JOB:
Reproduce the entries. Each one must match the original exactly.
*** Opening RECORDS FOR PROCESSING ***
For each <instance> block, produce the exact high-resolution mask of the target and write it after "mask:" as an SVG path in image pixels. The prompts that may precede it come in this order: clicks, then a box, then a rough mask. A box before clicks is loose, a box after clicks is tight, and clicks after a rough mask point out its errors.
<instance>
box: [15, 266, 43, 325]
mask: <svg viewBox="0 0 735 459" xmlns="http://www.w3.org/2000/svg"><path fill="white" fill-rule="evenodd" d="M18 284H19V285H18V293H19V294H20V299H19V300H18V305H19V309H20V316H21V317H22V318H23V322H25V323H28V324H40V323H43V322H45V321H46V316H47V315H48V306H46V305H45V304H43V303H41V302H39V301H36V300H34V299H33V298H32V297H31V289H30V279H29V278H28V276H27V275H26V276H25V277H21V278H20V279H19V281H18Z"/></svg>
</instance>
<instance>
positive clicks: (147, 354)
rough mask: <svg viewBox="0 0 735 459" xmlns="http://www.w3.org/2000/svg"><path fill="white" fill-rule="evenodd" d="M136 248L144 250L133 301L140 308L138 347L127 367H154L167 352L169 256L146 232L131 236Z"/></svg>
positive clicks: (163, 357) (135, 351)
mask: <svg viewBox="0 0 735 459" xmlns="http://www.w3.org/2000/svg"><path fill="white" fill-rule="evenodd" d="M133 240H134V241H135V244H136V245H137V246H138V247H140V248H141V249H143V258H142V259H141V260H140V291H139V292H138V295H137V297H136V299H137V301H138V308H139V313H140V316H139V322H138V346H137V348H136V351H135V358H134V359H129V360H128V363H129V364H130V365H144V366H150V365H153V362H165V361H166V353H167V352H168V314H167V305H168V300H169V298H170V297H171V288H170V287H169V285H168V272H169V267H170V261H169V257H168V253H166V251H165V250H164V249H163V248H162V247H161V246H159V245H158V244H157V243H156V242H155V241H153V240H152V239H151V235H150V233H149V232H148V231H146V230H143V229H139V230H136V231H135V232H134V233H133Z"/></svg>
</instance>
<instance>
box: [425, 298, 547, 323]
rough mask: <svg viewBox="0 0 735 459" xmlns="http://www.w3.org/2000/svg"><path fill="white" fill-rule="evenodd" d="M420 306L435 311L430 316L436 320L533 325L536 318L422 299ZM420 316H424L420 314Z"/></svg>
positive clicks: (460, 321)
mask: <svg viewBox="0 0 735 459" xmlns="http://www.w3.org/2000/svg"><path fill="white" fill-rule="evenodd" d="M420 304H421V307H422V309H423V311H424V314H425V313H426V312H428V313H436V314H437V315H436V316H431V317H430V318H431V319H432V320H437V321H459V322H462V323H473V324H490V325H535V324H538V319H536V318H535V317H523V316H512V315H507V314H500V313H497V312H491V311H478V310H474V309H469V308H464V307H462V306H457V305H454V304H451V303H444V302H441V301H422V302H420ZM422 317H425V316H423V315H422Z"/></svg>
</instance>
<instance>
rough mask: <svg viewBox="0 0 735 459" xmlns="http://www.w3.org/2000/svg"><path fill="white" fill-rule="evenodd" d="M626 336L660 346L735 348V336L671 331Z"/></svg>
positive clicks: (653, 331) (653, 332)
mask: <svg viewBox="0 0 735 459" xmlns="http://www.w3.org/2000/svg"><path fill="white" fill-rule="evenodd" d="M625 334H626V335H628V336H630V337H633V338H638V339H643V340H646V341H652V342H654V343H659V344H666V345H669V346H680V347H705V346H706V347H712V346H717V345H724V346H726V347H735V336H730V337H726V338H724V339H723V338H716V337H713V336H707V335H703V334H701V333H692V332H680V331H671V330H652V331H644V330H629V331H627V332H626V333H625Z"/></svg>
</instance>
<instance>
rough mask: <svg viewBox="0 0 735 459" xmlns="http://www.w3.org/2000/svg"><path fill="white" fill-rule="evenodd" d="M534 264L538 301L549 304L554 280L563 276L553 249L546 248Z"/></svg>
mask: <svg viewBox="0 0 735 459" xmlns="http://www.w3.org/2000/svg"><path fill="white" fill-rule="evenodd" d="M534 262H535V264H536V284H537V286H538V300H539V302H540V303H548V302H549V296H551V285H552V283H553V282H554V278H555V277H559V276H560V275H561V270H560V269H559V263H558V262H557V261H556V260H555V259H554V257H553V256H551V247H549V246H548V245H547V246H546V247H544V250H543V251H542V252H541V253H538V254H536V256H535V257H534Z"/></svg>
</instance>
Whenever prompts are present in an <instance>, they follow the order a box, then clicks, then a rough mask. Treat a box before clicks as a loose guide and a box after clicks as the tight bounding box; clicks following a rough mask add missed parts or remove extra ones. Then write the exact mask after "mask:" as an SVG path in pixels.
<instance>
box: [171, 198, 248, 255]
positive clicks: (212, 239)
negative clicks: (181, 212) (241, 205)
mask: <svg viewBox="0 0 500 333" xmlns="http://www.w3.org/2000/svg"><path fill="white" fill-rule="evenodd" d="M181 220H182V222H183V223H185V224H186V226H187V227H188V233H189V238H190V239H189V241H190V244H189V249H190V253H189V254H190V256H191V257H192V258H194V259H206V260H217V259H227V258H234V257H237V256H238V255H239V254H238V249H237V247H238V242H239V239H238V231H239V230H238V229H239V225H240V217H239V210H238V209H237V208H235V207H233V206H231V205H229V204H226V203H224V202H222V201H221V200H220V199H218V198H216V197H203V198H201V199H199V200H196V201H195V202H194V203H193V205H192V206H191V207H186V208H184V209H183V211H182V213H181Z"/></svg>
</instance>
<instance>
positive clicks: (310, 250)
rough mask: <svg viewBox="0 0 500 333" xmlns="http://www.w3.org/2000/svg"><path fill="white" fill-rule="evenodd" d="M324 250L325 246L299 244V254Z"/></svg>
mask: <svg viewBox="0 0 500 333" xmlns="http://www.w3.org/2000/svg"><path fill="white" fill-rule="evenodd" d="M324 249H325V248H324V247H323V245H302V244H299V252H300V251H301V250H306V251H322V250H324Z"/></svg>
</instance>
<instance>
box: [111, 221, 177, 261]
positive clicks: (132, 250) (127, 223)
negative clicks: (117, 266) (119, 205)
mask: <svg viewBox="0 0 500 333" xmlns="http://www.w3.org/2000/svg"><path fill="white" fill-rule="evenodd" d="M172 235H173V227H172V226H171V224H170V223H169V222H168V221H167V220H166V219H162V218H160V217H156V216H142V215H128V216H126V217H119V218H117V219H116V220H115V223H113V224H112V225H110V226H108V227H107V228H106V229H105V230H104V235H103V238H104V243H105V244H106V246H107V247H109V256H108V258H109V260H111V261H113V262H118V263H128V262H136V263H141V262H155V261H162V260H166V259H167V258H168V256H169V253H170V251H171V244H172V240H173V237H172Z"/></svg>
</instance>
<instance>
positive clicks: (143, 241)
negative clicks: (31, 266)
*** Closing RECORDS FOR PROCESSING ***
EXERCISE RESPONSE:
For each <instance> block, produce the exact high-resolution mask of the target and write it after "mask:" as an SVG path in image pixels. The prompts that may precede it come in this order: clicks, then a box, then a rough mask. A box before clicks is loose, a box after clicks is tight, and clicks after a rough mask point out its errors.
<instance>
box: [15, 266, 43, 325]
mask: <svg viewBox="0 0 735 459" xmlns="http://www.w3.org/2000/svg"><path fill="white" fill-rule="evenodd" d="M18 284H19V285H18V293H19V294H20V299H19V300H18V305H19V309H20V316H21V317H22V318H23V322H25V323H28V324H40V323H43V322H45V321H46V316H47V315H48V306H46V305H45V304H43V303H41V302H39V301H36V300H34V299H33V298H32V297H31V289H30V279H29V278H28V276H27V275H26V276H25V277H21V278H20V279H19V281H18Z"/></svg>
</instance>
<instance>
positive clicks: (147, 354)
rough mask: <svg viewBox="0 0 735 459" xmlns="http://www.w3.org/2000/svg"><path fill="white" fill-rule="evenodd" d="M136 248L144 250L133 301L140 308L138 347L127 367H154L167 352L169 256L146 232L131 236Z"/></svg>
positive clicks: (163, 357) (135, 351)
mask: <svg viewBox="0 0 735 459" xmlns="http://www.w3.org/2000/svg"><path fill="white" fill-rule="evenodd" d="M133 240H134V241H135V244H136V245H137V246H138V247H140V248H141V249H143V258H142V259H141V260H140V291H139V292H138V295H137V297H136V299H137V301H138V308H139V313H140V316H139V322H138V346H137V348H136V351H135V358H134V359H129V360H128V363H129V364H130V365H144V366H150V365H153V362H165V361H166V353H167V352H168V314H167V305H168V300H169V298H170V297H171V288H170V287H169V285H168V272H169V267H170V261H169V257H168V253H166V251H165V250H164V249H163V248H162V247H161V246H159V245H158V244H157V243H156V242H155V241H153V240H152V239H151V235H150V233H149V232H148V231H146V230H143V229H139V230H136V231H135V232H134V233H133Z"/></svg>
</instance>
<instance>
box: [425, 298, 547, 323]
rough mask: <svg viewBox="0 0 735 459" xmlns="http://www.w3.org/2000/svg"><path fill="white" fill-rule="evenodd" d="M420 306L435 311L430 316L436 320L533 325L536 318L422 299ZM420 316H424L420 314Z"/></svg>
positive clicks: (460, 321)
mask: <svg viewBox="0 0 735 459" xmlns="http://www.w3.org/2000/svg"><path fill="white" fill-rule="evenodd" d="M420 304H421V307H422V309H423V311H424V314H425V313H426V312H428V313H436V314H437V315H436V316H431V317H430V318H431V319H432V320H437V321H459V322H462V323H473V324H490V325H535V324H538V319H536V318H535V317H523V316H512V315H507V314H500V313H497V312H491V311H478V310H474V309H469V308H464V307H462V306H457V305H454V304H451V303H444V302H441V301H422V302H420ZM422 317H425V316H423V315H422Z"/></svg>
</instance>
<instance>
rough mask: <svg viewBox="0 0 735 459" xmlns="http://www.w3.org/2000/svg"><path fill="white" fill-rule="evenodd" d="M626 336L660 346L735 348V336L671 331Z"/></svg>
positive clicks: (653, 331) (653, 332)
mask: <svg viewBox="0 0 735 459" xmlns="http://www.w3.org/2000/svg"><path fill="white" fill-rule="evenodd" d="M625 334H626V335H628V336H630V337H633V338H638V339H643V340H646V341H652V342H654V343H659V344H666V345H669V346H680V347H705V346H706V347H712V346H717V345H724V346H726V347H735V336H730V337H726V338H724V339H723V338H716V337H713V336H707V335H703V334H701V333H692V332H680V331H671V330H652V331H644V330H629V331H627V332H626V333H625Z"/></svg>
</instance>
<instance>
rough mask: <svg viewBox="0 0 735 459" xmlns="http://www.w3.org/2000/svg"><path fill="white" fill-rule="evenodd" d="M534 264L538 301L549 304L554 280L563 276L553 249L546 248Z"/></svg>
mask: <svg viewBox="0 0 735 459" xmlns="http://www.w3.org/2000/svg"><path fill="white" fill-rule="evenodd" d="M534 262H535V264H536V284H537V286H538V300H539V302H540V303H548V302H549V296H551V285H552V283H553V282H554V278H555V277H559V276H560V275H561V270H560V269H559V263H558V262H557V261H556V260H555V259H554V257H553V256H551V247H549V246H548V245H547V246H546V247H544V250H543V251H542V252H541V253H538V254H536V256H535V257H534Z"/></svg>
</instance>
Whenever prompts are present in an <instance>, they follow the order a box, then clicks, then a rough mask. Treat a box before clicks as a loose guide and a box after clicks as the tight bounding box; clicks following a rough mask add missed parts or remove extra ones. Then write the exact mask after "mask:" as an SVG path in pixels.
<instance>
box: [171, 198, 248, 255]
positive clicks: (212, 239)
negative clicks: (181, 212) (241, 205)
mask: <svg viewBox="0 0 500 333" xmlns="http://www.w3.org/2000/svg"><path fill="white" fill-rule="evenodd" d="M181 220H182V222H183V223H185V224H186V226H187V227H188V233H189V238H190V239H189V241H190V244H189V249H190V253H189V254H190V256H191V257H192V258H194V259H206V260H217V259H227V258H234V257H237V256H238V255H239V254H238V249H237V247H238V242H239V239H238V231H239V230H238V229H239V225H240V217H239V210H238V209H237V208H235V207H233V206H231V205H229V204H226V203H224V202H222V201H221V200H220V199H218V198H216V197H203V198H201V199H199V200H196V201H195V202H194V203H193V205H192V206H191V207H186V208H184V209H183V211H182V213H181Z"/></svg>
</instance>
<instance>
positive clicks: (310, 250)
rough mask: <svg viewBox="0 0 500 333" xmlns="http://www.w3.org/2000/svg"><path fill="white" fill-rule="evenodd" d="M324 250L325 246L299 244V254Z"/></svg>
mask: <svg viewBox="0 0 500 333" xmlns="http://www.w3.org/2000/svg"><path fill="white" fill-rule="evenodd" d="M324 249H325V248H324V247H323V245H302V244H299V252H300V251H301V250H306V251H322V250H324Z"/></svg>
</instance>
<instance>
box: [111, 221, 177, 261]
positive clicks: (132, 250) (127, 223)
negative clicks: (117, 266) (119, 205)
mask: <svg viewBox="0 0 500 333" xmlns="http://www.w3.org/2000/svg"><path fill="white" fill-rule="evenodd" d="M172 235H173V227H172V226H171V224H170V223H169V222H168V221H167V220H166V219H162V218H160V217H156V216H142V215H128V216H126V217H119V218H117V219H116V220H115V223H113V224H112V225H110V226H108V227H107V228H106V229H105V230H104V235H103V238H104V243H105V244H106V246H107V247H109V256H108V258H109V260H111V261H113V262H118V263H128V262H136V263H141V262H155V261H162V260H166V259H167V258H168V256H169V253H170V251H171V244H172V240H173V237H172Z"/></svg>
</instance>
<instance>
positive clicks: (143, 241)
negative clicks: (31, 266)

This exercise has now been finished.